◆ Task ◆
Reproduce the following material verbatim, line for line, without adding or omitting anything.

◆ Rows ◆

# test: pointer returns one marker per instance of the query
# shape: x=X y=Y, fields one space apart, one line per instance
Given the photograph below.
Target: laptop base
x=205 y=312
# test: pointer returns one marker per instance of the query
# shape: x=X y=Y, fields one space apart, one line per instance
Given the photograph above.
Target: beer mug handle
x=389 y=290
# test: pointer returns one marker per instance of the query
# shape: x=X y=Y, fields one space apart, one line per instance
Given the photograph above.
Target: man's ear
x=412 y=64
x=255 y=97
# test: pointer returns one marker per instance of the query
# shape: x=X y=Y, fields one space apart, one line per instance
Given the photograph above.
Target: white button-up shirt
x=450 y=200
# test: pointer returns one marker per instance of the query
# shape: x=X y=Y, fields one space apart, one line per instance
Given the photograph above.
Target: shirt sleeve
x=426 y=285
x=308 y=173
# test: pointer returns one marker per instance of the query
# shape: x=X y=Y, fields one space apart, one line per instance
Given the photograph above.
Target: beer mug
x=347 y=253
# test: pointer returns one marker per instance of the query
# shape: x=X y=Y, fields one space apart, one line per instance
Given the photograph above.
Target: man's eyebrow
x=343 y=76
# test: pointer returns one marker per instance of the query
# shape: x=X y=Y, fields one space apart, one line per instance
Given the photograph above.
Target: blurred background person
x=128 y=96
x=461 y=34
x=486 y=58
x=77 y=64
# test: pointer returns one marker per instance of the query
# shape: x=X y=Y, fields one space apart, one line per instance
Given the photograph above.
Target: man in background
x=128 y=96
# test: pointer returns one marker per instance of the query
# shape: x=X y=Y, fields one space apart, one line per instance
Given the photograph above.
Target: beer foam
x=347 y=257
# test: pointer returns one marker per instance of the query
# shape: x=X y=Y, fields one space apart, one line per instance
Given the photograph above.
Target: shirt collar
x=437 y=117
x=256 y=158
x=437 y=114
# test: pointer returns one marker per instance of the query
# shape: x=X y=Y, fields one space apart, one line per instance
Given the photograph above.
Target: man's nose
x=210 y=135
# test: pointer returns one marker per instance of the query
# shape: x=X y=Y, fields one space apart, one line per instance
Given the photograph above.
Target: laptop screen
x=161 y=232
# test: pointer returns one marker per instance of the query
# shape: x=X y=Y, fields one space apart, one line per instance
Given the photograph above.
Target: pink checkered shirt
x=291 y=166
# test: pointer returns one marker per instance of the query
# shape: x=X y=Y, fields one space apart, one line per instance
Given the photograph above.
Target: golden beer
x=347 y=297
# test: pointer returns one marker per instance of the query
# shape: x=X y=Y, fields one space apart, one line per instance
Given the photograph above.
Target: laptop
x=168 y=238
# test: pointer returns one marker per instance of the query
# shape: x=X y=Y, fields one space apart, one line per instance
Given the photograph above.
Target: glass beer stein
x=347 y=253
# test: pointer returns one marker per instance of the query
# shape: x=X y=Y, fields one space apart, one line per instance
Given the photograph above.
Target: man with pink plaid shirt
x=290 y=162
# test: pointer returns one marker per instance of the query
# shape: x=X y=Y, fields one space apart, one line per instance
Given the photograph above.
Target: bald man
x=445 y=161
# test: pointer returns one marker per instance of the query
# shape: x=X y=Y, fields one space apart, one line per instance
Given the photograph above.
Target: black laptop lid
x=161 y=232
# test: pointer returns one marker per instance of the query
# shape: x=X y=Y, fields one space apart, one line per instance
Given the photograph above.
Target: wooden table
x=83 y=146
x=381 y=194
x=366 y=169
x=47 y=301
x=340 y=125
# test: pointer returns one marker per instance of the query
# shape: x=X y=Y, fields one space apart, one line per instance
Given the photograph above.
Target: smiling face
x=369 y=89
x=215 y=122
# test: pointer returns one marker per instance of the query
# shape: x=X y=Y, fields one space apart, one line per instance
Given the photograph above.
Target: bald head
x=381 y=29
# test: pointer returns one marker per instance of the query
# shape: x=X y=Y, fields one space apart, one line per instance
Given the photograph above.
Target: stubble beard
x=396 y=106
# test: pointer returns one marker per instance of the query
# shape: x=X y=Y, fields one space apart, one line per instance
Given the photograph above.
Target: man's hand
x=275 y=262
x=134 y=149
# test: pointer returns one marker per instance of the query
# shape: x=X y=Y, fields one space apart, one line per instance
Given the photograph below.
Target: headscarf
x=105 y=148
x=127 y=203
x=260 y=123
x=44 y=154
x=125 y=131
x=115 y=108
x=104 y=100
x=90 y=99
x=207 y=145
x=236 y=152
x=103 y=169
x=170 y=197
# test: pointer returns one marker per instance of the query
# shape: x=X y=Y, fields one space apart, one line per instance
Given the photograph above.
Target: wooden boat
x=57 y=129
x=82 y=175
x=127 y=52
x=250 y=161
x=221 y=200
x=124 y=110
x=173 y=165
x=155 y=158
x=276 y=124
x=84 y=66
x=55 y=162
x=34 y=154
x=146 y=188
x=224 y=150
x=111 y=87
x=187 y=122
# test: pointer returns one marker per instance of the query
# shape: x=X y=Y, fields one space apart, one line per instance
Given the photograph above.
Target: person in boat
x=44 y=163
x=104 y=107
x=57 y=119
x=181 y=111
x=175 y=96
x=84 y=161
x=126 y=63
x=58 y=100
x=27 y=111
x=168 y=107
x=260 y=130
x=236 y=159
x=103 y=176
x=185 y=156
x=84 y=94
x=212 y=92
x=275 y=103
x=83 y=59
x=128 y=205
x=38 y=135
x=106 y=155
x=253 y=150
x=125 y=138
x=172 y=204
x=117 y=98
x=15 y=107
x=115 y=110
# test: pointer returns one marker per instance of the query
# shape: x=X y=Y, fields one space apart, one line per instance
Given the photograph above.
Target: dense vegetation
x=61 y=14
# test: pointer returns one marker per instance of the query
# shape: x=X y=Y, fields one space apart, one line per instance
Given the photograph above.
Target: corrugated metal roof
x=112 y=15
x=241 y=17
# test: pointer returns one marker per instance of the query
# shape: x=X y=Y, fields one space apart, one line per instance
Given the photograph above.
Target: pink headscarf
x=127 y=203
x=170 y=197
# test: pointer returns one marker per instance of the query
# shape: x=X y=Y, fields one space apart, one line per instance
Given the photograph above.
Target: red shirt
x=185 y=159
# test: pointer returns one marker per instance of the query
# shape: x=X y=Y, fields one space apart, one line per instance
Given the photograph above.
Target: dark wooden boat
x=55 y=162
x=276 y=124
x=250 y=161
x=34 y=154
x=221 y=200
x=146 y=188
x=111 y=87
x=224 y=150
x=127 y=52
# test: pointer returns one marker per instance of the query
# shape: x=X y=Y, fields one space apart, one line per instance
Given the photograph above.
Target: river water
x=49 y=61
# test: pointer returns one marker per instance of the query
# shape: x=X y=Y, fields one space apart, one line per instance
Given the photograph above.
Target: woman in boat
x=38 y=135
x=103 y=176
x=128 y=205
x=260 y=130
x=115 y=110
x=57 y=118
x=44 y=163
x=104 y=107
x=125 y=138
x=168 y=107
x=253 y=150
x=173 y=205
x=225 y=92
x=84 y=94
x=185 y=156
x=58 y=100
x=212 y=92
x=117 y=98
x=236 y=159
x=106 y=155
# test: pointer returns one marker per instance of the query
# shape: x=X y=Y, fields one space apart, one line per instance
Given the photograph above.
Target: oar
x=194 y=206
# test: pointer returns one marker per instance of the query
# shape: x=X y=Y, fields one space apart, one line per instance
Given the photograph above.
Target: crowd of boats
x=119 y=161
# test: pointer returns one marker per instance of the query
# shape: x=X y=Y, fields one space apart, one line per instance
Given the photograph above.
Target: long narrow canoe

◆ Result of this task ◆
# test: pointer returns one marker per instance of the query
# shape: x=X y=Y, fields one space apart, one line per instance
Given the photograph below.
Target: laptop base
x=205 y=312
# test: pointer returns one marker per instance of the query
# shape: x=X y=Y, fields one space apart, one line per instance
Given the photograph above.
Target: beer mug handle
x=389 y=290
# test: pointer returns one marker per instance of the query
# shape: x=X y=Y, fields one space apart, one line per instance
Given the photograph above.
Target: man's ear
x=412 y=64
x=255 y=97
# test: pointer returns one marker per instance of the query
# shape: x=X y=Y, fields one space apart, one line per instance
Given the photograph above.
Target: white button-up shirt
x=450 y=200
# test: pointer returns one marker per instance of the query
# shape: x=X y=Y, fields one space apart, one line per instance
Given the photograph above.
Target: shirt sleeve
x=426 y=285
x=308 y=173
# test: pointer returns one marker per instance of the query
# shape: x=X y=Y, fields one space apart, one line per instance
Given the photograph above.
Target: beer mug
x=347 y=253
# test: pointer returns one marker per instance of the query
# shape: x=X y=Y, fields one space apart, one line per instance
Given the photograph above.
Target: man's eyebrow
x=343 y=76
# test: pointer returns one marker per instance of the query
# shape: x=X y=Y, fields one space apart, one line per instance
Given the photograph above.
Target: blurred background person
x=128 y=96
x=461 y=34
x=486 y=58
x=77 y=64
# test: pointer returns one marker per instance of the query
# shape: x=X y=Y, fields one space apart, one line per instance
Given the photograph above.
Target: man in background
x=128 y=96
# test: pointer returns one marker per instance of the query
# shape: x=X y=Y, fields one space apart, one line per instance
Given the photograph above.
Target: beer foam
x=347 y=257
# test: pointer returns one marker per instance of the query
# shape: x=X y=Y, fields one space apart, one line per instance
Given the photograph above.
Target: shirt collar
x=437 y=117
x=256 y=158
x=437 y=114
# test: pointer returns one marker per instance of the query
# shape: x=X y=Y, fields one space apart, one line per instance
Given the photograph above.
Target: man's nose
x=210 y=135
# test: pointer returns one marker per instance of the query
# shape: x=X y=Y, fields one space apart, one line per instance
Given the photograph above.
Target: laptop screen
x=161 y=232
# test: pointer returns one marker per instance of the query
# shape: x=X y=Y, fields one space apart, one line per instance
Given the photograph above.
Target: pink checkered shirt
x=291 y=166
# test: pointer returns one marker per instance of the query
# shape: x=X y=Y, fields one space apart, one line per instance
Given the photograph above.
Target: golden beer
x=347 y=297
# test: pointer returns one marker per instance of the query
# shape: x=X y=Y, fields one space apart, one line per instance
Given the photograph above.
Target: laptop
x=168 y=238
# test: pointer returns one marker per instance of the query
# shape: x=X y=Y, fields one space apart, one line per instance
Given the photograph above.
Target: glass beer stein
x=347 y=253
# test: pointer returns one marker per instance of the query
# shape: x=X y=Y, fields one space apart, one line per instance
Given the photograph above.
Target: man with pink plaid shirt
x=290 y=162
# test: pointer returns one marker per instance of the query
# shape: x=X y=Y, fields one space apart, one line per instance
Given the photograph above.
Target: bald man
x=445 y=161
# test: pointer returns one marker per instance of the query
# shape: x=X y=Y, fields one space apart, one line per instance
Given the photograph above.
Target: black laptop lid
x=161 y=232
# test: pointer returns one marker per instance of the query
# shape: x=X y=Y, fields one space apart, one line per instance
Given the photograph above.
Target: wooden table
x=83 y=146
x=381 y=194
x=366 y=169
x=47 y=301
x=340 y=125
# test: pointer returns one marker per instance of the query
# shape: x=X y=Y, fields one space apart, one line per instance
Given the photograph above.
Target: smiling face
x=369 y=89
x=215 y=122
# test: pointer returns one marker per instance of the query
# shape: x=X y=Y, fields one space apart, one line per instance
Given the photograph above.
Target: bald head
x=381 y=29
# test: pointer returns one marker per instance of the query
# shape: x=X y=Y, fields one space apart, one line per instance
Given the photograph above.
Target: stubble beard
x=396 y=106
# test: pointer returns one marker per instance of the query
# shape: x=X y=Y, fields one space apart, one line per instance
Given the photograph above.
Target: man's hand
x=275 y=262
x=134 y=149
# test: pointer returns one marker per instance of the query
# shape: x=X y=Y, fields one space apart, one line per instance
Given the photograph below.
Target: headscarf
x=105 y=148
x=127 y=203
x=260 y=123
x=44 y=154
x=125 y=131
x=115 y=108
x=104 y=100
x=90 y=99
x=207 y=145
x=236 y=152
x=103 y=169
x=170 y=197
# test: pointer returns one marker per instance of the query
# shape: x=X y=Y, fields one space apart, one line per instance
Given the photograph above.
Target: wooden boat
x=57 y=129
x=82 y=175
x=127 y=52
x=250 y=161
x=221 y=200
x=124 y=110
x=173 y=165
x=155 y=158
x=276 y=124
x=84 y=66
x=55 y=162
x=34 y=154
x=146 y=188
x=224 y=150
x=111 y=87
x=187 y=122
# test: pointer returns one marker per instance of the query
# shape: x=X y=Y, fields one space apart, one line per instance
Given the photograph above.
Target: person in boat
x=44 y=163
x=104 y=107
x=57 y=119
x=181 y=111
x=175 y=96
x=84 y=161
x=126 y=63
x=58 y=100
x=27 y=111
x=168 y=107
x=260 y=130
x=236 y=159
x=103 y=176
x=185 y=156
x=84 y=94
x=212 y=92
x=275 y=103
x=83 y=59
x=128 y=205
x=38 y=135
x=106 y=155
x=253 y=150
x=125 y=138
x=172 y=204
x=117 y=98
x=15 y=107
x=115 y=110
# test: pointer returns one marker per instance of the query
# shape: x=X y=Y, fields one space apart, one line per instance
Given the photograph above.
Target: dense vegetation
x=61 y=14
# test: pointer returns one marker per instance of the query
# shape: x=X y=Y, fields one space apart, one line per instance
Given the photograph above.
Target: corrugated metal roof
x=112 y=15
x=241 y=17
# test: pointer returns one marker per instance of the query
# shape: x=X y=Y, fields one space apart, one line per instance
Given the photograph above.
Target: pink headscarf
x=127 y=203
x=170 y=197
# test: pointer returns one marker per instance of the query
# shape: x=X y=Y, fields one space apart, one line per instance
Given the photograph above.
Target: red shirt
x=185 y=159
# test: pointer returns one marker per instance of the query
# shape: x=X y=Y, fields one space apart, one line per instance
Given the photograph above.
Target: dark wooden boat
x=55 y=162
x=276 y=124
x=250 y=161
x=34 y=154
x=221 y=200
x=146 y=188
x=111 y=87
x=224 y=150
x=127 y=52
# test: pointer returns one marker per instance of the query
# shape: x=X y=Y, fields one space apart, one line per instance
Given the photograph above.
Target: river water
x=49 y=61
# test: pointer returns one marker per instance of the query
# shape: x=X y=Y, fields one space apart, one line per instance
Given the photograph above.
Target: woman in boat
x=38 y=135
x=103 y=176
x=128 y=205
x=260 y=130
x=115 y=110
x=57 y=118
x=44 y=163
x=104 y=107
x=125 y=138
x=168 y=107
x=253 y=150
x=173 y=205
x=225 y=92
x=84 y=94
x=185 y=156
x=58 y=100
x=212 y=92
x=117 y=98
x=236 y=159
x=106 y=155
# test: pointer returns one marker per instance of the query
# shape: x=X y=Y, fields one space apart, one line per instance
Given the photograph above.
Target: oar
x=194 y=206
# test: pointer returns one marker per instance of the query
# shape: x=X y=Y, fields one space apart, one line per instance
Given the photograph above.
Target: crowd of boats
x=119 y=161
# test: pointer returns one marker per instance of the query
# shape: x=X y=Y, fields one space apart, one line per instance
Given the photograph above.
Target: long narrow canoe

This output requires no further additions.